• Short task A: Reproduce verbatim the portion of the records below, from the line containing "Target: paved road" down to the end of the records, with both ends included.

• Extract to read:
◇ ◇ ◇ ◇
The set of questions “SC155” surveys the accessibility to digital devices and its related training as well as assistance. I further found that the questions from SC155Q01HA to SC155Q04HA focus on the accessibility to digital devices while the questions from SC155Q05HA to SC155Q11HA stress on if the schools offer enough training, support, and incentives. I mutate two new variables–“Accessibility” and “Human_Resource_Support” that respectively calculate the average of the former set of questions and the latter by applying the “rowMeans” function. Besides, I create another two new variables—“Accessibility_Country_Ave” and “Human_Resource_Support”– to calculate every country averages in terms of “Accessibility” and “Human_Resource_Support”. Furthermore, in order to delete the duplicated averages for every country, I apply the “distinct” function. After that, the dataset has 80 rows that present 80 countries and regions. Finally, I mutate “OECD_or_Non_OECD” as well in order to create graphics more easily later. After tidying data, the dataset “pisa2018_joint_clean” has four columns—CNT (Country Name), Accessibility_Country_Ave, Human_Resource_ave, and OECD_or_Non_OECD–and 80 rows.

Code

# joint data--merge pisa2018 into the world map data
data("World")
world2<-World %>%
  mutate(CNT=iso_a3) %>%
  select(-iso_a3)
world2

world_pisa <-merge(x=world2, y=pisa2018_joint_clean, by="CNT", all.x=T)
world_pisa

In order to create a map, I need to use the “merge” function to merge the dataset “pisa2018_joint_clean” to the map dataset “World.” I found that “iso_a3” in “World” shares the same code with “CNT” in my dataset. I merge my dataset into “World” dataset by “CNT” and I keep all the map dataset information. After that, “World” dataset includes the information about “Accessibility_Country_Ave” and “Human_Resource_ave.”

Code

#draw world map show regional differences
# draw a world map about the accessibly to digital devices and human resource supports

bbox_new <- st_bbox(world_pisa)
xrange <- bbox_new$xmax - bbox_new$xmin 
yrange <- bbox_new$ymax - bbox_new$ymin
bbox_new[3] <- bbox_new[3] + (0.4 * xrange)
◇ ◇ ◇ ◇
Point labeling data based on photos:
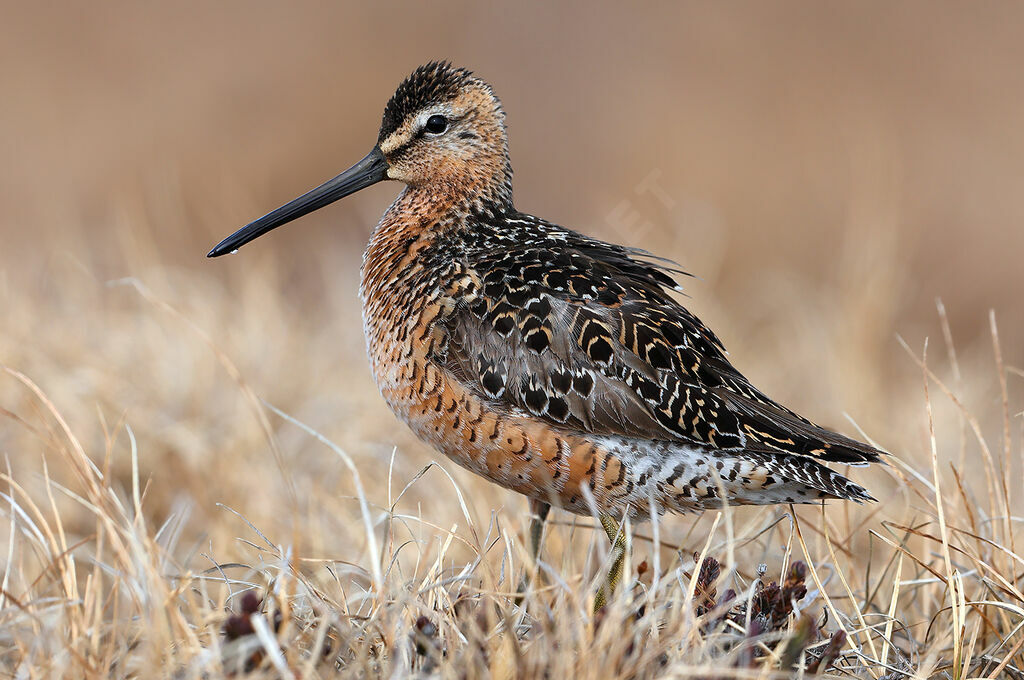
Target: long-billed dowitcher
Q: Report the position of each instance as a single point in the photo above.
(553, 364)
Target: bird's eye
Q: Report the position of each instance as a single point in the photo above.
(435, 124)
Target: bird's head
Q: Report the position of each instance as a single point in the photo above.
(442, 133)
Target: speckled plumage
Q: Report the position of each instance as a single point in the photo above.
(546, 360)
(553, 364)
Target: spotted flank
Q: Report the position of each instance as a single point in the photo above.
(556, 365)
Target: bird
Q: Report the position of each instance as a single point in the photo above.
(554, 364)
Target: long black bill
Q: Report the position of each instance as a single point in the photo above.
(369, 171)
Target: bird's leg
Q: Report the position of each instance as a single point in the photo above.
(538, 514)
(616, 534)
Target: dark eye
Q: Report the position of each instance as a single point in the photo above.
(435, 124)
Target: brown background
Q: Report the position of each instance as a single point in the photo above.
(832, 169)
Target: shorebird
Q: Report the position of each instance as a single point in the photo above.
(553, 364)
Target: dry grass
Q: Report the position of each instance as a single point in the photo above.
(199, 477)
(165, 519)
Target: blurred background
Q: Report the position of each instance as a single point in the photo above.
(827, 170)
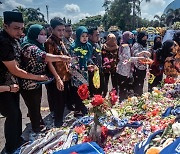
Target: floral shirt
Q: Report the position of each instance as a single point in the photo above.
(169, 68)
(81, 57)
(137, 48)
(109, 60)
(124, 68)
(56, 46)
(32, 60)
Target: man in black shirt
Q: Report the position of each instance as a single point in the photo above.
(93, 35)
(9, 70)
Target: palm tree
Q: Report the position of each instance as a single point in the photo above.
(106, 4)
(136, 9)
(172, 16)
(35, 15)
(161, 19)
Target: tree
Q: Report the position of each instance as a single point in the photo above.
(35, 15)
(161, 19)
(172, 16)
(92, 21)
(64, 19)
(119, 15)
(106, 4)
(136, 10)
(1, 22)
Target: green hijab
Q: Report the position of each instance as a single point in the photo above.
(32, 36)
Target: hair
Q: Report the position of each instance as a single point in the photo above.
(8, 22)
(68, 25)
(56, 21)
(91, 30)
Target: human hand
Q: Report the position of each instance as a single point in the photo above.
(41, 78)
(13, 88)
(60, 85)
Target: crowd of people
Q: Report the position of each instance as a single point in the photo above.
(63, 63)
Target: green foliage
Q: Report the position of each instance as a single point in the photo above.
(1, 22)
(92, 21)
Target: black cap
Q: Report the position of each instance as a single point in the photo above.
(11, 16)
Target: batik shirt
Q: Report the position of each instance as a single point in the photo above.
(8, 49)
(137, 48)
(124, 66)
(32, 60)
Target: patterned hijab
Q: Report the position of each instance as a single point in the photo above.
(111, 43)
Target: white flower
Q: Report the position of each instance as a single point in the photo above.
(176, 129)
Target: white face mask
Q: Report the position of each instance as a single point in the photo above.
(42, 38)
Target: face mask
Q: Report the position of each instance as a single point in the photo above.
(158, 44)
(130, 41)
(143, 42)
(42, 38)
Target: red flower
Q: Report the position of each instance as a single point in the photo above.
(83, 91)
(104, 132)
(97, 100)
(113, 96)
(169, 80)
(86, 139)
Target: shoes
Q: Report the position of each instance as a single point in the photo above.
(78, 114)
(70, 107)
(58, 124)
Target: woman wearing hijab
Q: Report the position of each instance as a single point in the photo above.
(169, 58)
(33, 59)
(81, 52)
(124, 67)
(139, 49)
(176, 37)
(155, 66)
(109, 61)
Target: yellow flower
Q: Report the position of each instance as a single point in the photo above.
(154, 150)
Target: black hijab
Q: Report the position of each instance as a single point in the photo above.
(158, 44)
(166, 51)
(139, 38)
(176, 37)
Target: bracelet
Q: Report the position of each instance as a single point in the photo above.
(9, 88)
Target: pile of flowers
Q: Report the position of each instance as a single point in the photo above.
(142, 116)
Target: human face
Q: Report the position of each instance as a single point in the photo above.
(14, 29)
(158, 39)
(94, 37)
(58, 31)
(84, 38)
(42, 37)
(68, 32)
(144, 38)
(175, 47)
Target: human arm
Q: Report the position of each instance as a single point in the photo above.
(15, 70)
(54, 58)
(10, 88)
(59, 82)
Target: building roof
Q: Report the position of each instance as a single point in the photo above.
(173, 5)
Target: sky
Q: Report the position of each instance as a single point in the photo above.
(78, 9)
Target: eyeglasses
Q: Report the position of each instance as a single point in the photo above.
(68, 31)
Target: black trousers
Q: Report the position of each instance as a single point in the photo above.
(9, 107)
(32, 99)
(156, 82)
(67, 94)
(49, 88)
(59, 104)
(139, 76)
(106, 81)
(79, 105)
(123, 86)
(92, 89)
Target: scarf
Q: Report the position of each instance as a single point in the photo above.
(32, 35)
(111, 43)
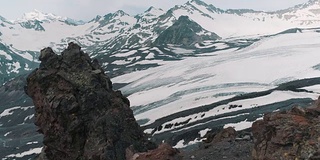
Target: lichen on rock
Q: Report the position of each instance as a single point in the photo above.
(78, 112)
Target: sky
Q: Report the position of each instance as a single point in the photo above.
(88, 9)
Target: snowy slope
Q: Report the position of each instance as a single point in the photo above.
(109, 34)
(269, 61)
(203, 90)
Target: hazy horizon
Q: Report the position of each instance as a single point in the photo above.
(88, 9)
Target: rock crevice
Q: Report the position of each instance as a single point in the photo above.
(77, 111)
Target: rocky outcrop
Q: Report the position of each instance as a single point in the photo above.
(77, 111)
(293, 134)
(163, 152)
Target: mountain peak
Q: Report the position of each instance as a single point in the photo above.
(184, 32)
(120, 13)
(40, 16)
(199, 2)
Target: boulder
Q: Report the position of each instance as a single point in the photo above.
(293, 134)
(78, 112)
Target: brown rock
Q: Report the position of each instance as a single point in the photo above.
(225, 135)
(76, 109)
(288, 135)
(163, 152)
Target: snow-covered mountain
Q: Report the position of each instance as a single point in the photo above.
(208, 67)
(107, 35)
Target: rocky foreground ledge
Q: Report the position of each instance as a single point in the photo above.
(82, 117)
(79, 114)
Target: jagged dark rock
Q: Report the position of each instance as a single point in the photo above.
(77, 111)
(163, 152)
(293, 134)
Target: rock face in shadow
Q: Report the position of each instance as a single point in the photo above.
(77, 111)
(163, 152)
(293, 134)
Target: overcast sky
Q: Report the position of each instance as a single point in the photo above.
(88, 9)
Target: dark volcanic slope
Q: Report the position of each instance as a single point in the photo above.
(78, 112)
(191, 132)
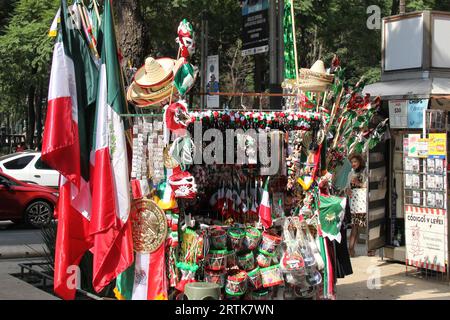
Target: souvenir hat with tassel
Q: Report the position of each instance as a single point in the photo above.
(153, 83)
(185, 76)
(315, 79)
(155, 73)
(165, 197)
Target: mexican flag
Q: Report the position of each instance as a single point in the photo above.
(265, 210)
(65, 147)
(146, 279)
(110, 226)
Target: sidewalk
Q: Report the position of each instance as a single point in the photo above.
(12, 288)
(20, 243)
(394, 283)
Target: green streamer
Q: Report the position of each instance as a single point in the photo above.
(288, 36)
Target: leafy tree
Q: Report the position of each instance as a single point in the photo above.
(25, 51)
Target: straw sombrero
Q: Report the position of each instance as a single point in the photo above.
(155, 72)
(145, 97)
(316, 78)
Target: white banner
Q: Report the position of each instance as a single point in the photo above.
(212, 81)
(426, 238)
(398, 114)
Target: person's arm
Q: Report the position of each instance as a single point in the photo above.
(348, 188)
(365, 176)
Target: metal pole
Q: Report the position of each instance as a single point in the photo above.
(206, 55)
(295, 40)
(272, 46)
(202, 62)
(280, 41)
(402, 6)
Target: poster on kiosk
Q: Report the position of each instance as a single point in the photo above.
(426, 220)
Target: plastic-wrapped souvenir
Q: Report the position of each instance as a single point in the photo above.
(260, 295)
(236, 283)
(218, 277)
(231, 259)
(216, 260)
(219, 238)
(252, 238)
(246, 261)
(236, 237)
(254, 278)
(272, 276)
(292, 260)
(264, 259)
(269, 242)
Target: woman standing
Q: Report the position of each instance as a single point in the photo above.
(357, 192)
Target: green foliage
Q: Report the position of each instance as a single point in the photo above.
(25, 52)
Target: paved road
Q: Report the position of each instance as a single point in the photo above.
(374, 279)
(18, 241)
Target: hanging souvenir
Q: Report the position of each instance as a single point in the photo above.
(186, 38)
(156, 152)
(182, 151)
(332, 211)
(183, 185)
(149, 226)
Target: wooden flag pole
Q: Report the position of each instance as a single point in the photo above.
◇ ◇ ◇ ◇
• Short task B: In the passage on the PISA 2018 data, which function is applied to delete the duplicated averages for every country?

• Task solution A:
Target: paved road
Q: Report the position of each instance as a single point in the photo above.
(374, 279)
(18, 241)
Target: hanging souvenir
Q: Report the position of each instance as a single point in the photo above.
(186, 38)
(156, 152)
(182, 151)
(332, 211)
(183, 185)
(149, 226)
Target: wooden flag pole
Q: Report the position of each instance as a single point in the photo above.

• Task solution B: The "distinct" function.